+++ PASSAGE TO READ

Definitely. When a voter is in the booth, and has to make their decision for
once and for all, name recognition and the opinion of your community matters a
ton. Further, the _type_ of social media content that is being produced is
painting him as sort of a benevolent, rich, goofy guy. It's intentionally
anti-establishment, but not in the radical way or the thoughtful way... it's a
safe type of rebellion and that is endearing to a massive amount of people.

> Does that open the door for his opponents to pretend to be Bloomberg's
> supporters but say ridiculous stuff to make people dislike him.

This has happened for a while and will continue to happen, although this kind
of stuff is mainly isolated to niche Twitter... as we run up to election time,
I think you will see more of this Clickhole/Onion type posting of anti-
support-support.

------
pjlegato
Many here seem upset at the idea that Bloomberg is spending a lot of his own
money to run for president.

++++++
+++ DATASET EXCERPTS

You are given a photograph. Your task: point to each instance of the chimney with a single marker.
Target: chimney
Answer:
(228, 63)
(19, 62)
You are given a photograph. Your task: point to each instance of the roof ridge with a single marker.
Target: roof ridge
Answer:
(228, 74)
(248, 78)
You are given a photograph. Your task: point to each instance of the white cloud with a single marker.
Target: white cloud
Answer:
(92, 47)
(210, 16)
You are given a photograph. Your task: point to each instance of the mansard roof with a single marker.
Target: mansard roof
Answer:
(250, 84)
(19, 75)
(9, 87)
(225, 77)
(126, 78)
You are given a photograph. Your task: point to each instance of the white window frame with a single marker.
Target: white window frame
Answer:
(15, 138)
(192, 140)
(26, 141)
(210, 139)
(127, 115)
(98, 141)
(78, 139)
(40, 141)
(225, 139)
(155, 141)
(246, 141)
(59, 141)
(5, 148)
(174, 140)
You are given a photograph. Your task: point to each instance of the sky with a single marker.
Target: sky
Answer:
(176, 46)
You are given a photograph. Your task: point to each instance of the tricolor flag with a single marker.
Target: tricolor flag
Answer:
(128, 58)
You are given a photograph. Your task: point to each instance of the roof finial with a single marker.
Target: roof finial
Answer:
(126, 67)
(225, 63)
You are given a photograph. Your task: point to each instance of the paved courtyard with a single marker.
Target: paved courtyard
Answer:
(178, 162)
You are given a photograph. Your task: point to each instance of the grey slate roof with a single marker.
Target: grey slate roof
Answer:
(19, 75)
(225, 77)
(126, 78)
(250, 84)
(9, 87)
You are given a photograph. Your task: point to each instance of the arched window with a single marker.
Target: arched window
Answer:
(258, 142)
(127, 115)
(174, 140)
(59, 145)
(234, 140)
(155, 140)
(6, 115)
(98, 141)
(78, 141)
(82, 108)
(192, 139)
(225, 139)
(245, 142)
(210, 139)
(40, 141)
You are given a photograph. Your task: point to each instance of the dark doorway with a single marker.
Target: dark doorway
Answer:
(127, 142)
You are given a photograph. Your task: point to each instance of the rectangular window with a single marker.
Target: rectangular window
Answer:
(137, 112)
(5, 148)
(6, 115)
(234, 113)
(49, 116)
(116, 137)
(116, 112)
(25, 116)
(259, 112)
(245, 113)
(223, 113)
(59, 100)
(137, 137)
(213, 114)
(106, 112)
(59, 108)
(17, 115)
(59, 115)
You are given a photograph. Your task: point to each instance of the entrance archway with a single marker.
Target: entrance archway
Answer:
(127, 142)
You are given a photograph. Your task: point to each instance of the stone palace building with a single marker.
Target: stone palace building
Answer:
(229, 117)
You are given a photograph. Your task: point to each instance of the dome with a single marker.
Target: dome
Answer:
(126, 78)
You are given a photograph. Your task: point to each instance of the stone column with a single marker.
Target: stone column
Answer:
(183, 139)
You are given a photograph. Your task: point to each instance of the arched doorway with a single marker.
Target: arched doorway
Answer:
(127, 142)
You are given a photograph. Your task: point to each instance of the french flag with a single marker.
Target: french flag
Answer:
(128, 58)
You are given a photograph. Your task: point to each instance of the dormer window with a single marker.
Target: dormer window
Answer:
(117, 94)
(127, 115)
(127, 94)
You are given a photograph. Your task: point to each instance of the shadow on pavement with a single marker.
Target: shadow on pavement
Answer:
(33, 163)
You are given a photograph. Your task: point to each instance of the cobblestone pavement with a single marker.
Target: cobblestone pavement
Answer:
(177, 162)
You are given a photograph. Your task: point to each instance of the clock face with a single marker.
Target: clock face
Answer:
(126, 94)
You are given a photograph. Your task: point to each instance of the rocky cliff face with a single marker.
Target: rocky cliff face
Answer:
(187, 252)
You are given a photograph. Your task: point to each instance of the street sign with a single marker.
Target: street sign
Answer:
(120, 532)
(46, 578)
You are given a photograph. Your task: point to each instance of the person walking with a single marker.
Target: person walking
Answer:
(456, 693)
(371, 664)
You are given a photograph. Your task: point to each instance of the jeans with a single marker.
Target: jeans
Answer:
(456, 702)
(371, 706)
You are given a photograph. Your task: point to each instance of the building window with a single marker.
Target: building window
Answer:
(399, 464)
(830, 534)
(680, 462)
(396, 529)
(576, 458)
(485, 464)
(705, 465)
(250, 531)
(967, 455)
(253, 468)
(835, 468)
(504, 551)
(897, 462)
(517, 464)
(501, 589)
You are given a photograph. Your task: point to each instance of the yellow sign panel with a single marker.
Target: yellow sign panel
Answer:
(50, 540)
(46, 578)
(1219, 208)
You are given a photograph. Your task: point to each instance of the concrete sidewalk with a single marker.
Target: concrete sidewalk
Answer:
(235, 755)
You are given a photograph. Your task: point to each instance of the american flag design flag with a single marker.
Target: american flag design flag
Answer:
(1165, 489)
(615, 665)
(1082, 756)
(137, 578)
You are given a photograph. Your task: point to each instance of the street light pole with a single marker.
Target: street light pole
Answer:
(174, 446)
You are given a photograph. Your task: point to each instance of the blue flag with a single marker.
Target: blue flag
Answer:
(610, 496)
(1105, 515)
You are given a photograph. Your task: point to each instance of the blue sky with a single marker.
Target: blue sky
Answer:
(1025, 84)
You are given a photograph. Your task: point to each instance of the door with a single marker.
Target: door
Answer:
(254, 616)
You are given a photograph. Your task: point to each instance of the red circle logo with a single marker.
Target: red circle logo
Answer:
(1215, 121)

++++++

WHAT YOU HAVE TO DO: Continue the forum discussion about Bloomberg's presidential run, starting right after its last sentence.

ANSWER BELOW:
Running for president is very expensive. All other candidates are also
spending a lot of money -- but they're spending a lot of _other people's
money_, to whom they are now beholden. What do those other people expect to
get in return for their financial support? Surely they don't just give away
millions of hard earned dollars to install someone in the most powerful office
in the world out of faith in democracy. Donors and their groups -- especially
the large and important ones -- are almost always aligned with explicit policy
(and often persoanl) quid pro quo expectations, should the candidate win the
election.

Bloomberg, by contrast, is spending his own money. He's not beholden to
anyone's interests or greed or kickbacks or special interests. Whether you
like or dislike his policy proposals, surely this point, at least, is better
than a candidate with a wealthy donor network of obscure motives pulling the
strings behind the scenes.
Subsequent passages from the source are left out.